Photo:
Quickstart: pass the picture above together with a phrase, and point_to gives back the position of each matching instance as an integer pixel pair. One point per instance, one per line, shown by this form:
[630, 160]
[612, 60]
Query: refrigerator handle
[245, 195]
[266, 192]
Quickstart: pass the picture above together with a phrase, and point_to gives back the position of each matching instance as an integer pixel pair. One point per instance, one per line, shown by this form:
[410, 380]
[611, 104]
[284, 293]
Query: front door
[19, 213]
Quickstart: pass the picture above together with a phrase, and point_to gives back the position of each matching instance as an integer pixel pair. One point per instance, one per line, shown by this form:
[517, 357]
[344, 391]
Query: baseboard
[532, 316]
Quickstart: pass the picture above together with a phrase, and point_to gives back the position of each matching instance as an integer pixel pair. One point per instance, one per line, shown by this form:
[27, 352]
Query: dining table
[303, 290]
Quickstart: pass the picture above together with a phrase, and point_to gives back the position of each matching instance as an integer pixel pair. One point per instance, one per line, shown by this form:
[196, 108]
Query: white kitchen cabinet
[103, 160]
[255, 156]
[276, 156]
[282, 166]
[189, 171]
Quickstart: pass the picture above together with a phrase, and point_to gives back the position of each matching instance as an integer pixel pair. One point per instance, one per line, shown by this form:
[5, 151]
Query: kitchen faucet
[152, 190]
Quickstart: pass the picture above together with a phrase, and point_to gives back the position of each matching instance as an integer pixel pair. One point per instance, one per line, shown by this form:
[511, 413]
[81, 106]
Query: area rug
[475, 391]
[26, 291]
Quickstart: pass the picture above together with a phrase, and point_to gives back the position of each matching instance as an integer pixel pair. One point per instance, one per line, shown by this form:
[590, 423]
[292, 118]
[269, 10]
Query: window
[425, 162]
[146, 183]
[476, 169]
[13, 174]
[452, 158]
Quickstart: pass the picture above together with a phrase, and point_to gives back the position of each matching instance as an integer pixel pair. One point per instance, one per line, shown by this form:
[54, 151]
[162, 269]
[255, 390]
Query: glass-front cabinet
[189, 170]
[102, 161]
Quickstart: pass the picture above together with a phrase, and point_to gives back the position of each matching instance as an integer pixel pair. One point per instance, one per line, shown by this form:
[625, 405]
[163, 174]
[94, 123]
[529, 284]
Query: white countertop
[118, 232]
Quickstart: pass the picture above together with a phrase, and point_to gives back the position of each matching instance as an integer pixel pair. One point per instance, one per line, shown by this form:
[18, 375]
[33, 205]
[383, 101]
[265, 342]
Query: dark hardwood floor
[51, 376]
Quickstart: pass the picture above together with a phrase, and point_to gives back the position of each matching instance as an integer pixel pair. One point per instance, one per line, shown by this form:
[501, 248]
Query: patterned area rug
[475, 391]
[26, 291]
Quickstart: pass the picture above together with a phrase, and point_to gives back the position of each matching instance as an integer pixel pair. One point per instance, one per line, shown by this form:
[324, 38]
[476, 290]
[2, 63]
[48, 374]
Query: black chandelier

* * *

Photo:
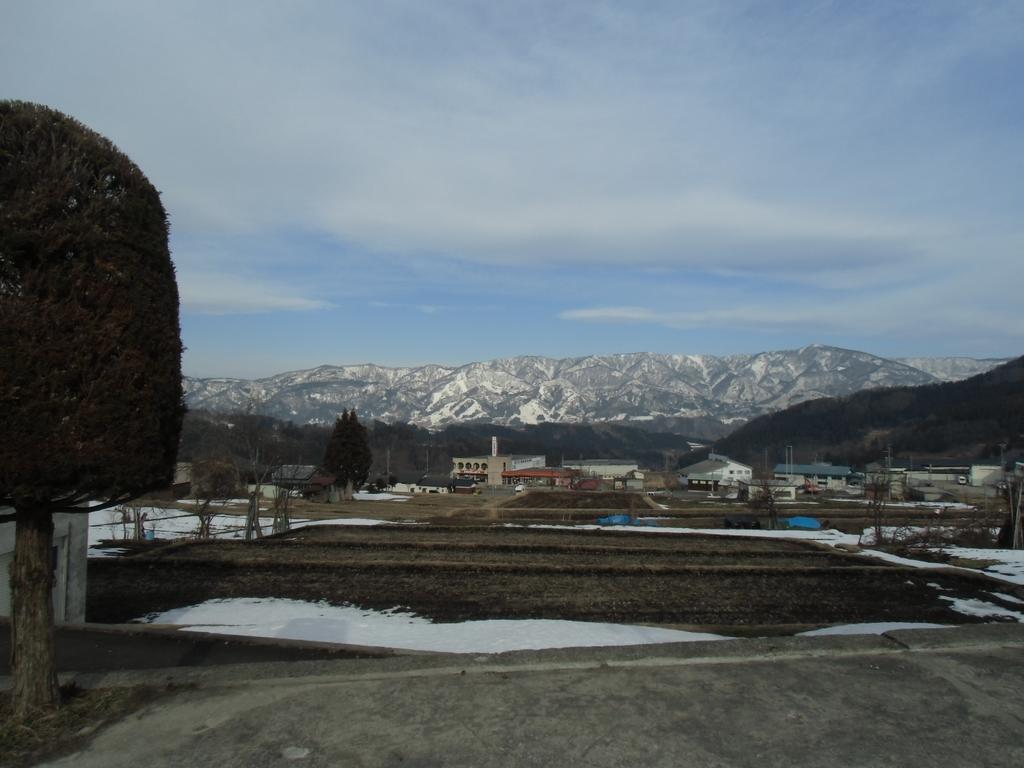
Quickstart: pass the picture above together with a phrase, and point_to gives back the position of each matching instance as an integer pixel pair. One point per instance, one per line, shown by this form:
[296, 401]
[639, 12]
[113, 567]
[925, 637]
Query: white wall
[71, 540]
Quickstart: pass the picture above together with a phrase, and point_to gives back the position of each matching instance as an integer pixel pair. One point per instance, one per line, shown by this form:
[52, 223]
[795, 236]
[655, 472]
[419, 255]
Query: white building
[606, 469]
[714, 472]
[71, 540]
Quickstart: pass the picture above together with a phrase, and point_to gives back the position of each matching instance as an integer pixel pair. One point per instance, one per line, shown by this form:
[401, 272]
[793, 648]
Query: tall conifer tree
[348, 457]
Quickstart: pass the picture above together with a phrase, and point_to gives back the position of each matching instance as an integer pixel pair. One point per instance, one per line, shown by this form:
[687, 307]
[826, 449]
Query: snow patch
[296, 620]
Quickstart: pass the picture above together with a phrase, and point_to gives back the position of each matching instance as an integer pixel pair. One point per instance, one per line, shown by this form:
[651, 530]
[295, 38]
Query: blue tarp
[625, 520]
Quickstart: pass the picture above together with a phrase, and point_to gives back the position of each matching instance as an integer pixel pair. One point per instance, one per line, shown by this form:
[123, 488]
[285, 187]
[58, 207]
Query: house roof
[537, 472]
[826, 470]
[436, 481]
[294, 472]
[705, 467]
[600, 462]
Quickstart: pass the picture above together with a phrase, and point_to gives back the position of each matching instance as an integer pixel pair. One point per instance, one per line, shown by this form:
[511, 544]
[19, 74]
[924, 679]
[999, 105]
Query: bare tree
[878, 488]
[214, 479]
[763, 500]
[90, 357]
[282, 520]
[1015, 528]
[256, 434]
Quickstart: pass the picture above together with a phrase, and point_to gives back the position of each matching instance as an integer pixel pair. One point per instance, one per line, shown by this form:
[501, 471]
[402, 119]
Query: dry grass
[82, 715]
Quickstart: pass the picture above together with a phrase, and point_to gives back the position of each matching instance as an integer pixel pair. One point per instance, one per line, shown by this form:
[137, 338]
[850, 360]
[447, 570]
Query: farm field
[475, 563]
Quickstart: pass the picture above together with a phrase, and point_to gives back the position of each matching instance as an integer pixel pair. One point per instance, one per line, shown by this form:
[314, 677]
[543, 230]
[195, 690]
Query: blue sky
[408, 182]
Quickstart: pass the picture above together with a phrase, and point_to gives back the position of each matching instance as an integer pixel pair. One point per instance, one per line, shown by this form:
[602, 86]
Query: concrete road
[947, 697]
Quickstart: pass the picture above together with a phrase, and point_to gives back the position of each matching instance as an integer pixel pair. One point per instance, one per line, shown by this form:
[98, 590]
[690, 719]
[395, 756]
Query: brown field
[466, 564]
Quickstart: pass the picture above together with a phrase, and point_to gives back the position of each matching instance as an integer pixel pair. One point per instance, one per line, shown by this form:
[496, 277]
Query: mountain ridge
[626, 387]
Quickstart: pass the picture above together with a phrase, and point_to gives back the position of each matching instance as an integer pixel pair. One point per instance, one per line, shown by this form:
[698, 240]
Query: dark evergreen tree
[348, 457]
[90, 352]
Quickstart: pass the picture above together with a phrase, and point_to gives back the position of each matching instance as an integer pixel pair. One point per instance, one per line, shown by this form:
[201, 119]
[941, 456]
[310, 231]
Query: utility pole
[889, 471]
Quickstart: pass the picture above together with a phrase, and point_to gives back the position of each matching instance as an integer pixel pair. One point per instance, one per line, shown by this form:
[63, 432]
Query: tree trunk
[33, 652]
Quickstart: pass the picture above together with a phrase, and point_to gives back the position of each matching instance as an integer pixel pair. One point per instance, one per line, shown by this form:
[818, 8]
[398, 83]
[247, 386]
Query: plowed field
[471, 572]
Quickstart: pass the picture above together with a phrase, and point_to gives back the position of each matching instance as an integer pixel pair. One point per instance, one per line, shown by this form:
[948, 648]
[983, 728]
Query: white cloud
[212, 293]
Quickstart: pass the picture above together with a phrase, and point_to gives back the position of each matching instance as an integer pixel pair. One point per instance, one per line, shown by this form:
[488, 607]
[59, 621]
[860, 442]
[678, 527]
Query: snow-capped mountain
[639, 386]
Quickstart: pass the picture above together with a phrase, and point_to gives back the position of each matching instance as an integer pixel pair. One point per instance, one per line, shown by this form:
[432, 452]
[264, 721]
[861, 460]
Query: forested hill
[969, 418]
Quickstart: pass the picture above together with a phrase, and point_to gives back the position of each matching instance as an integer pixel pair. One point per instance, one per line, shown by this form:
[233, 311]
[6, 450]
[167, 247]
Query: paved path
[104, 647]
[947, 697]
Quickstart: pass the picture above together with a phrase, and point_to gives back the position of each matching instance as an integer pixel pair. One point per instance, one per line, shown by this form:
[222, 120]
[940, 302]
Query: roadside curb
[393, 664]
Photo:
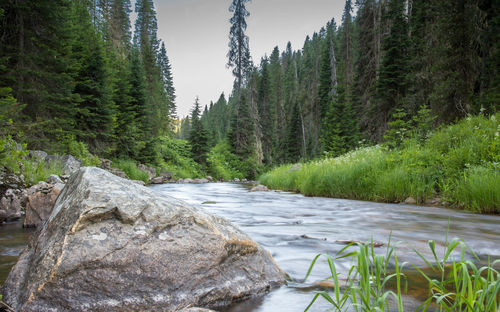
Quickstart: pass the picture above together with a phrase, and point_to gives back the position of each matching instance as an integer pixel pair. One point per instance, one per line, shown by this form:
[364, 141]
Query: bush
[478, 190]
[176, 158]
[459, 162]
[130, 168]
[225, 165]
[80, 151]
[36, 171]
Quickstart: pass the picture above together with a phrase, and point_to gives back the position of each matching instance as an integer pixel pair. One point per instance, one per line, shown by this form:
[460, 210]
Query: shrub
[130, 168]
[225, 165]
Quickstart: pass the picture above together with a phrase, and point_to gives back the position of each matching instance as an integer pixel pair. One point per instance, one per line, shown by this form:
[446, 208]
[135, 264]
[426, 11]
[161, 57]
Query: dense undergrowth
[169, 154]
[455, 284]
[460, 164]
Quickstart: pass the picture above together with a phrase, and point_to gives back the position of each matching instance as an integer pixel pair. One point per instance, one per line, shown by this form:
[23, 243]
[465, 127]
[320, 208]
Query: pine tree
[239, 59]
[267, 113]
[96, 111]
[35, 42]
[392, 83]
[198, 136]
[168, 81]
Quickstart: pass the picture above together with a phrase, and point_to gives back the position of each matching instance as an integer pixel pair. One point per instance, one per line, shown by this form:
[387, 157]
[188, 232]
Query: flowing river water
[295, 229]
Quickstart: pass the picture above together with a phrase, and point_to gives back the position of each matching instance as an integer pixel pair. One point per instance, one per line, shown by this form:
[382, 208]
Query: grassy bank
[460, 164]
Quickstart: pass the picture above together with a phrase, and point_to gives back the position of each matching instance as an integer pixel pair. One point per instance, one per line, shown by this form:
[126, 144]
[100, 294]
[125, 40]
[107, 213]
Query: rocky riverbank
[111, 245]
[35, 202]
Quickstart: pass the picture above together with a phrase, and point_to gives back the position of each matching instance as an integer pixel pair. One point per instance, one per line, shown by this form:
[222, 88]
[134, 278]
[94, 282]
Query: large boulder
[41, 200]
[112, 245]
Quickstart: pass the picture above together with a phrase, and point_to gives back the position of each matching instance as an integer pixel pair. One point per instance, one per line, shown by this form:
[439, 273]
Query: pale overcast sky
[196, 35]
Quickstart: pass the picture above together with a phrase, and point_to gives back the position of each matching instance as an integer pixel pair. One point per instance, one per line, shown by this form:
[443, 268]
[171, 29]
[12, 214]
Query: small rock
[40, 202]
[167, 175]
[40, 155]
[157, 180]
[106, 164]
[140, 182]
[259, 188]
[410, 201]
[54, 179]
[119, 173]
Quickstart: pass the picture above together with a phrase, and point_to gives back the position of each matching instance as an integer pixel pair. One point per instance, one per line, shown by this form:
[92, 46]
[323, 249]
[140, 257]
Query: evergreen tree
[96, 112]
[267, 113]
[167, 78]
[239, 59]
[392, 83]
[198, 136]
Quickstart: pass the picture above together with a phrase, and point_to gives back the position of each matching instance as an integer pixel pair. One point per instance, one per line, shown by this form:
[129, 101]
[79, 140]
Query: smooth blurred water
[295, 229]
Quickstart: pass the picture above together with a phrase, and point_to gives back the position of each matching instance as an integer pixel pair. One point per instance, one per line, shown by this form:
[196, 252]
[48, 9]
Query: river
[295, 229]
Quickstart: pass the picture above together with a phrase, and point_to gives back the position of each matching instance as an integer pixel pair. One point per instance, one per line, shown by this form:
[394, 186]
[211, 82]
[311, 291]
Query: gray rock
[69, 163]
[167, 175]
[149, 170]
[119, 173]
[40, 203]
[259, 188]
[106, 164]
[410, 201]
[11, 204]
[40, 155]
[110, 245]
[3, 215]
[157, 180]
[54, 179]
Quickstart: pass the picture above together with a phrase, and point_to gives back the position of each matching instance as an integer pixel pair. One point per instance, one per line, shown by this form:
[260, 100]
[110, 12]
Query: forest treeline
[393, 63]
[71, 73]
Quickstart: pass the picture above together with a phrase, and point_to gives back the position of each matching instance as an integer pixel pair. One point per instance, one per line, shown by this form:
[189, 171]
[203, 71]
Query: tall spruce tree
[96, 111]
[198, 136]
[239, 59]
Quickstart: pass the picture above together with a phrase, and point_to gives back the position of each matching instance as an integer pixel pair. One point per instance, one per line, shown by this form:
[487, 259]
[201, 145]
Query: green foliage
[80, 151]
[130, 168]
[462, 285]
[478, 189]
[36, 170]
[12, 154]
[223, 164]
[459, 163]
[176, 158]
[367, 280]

▶ [What you have to do] Pick out each line of the records containing the string "snow", and copy those lines. Case counts.

▶ [Result of the task]
Query: snow patch
Query: snow-capped mountain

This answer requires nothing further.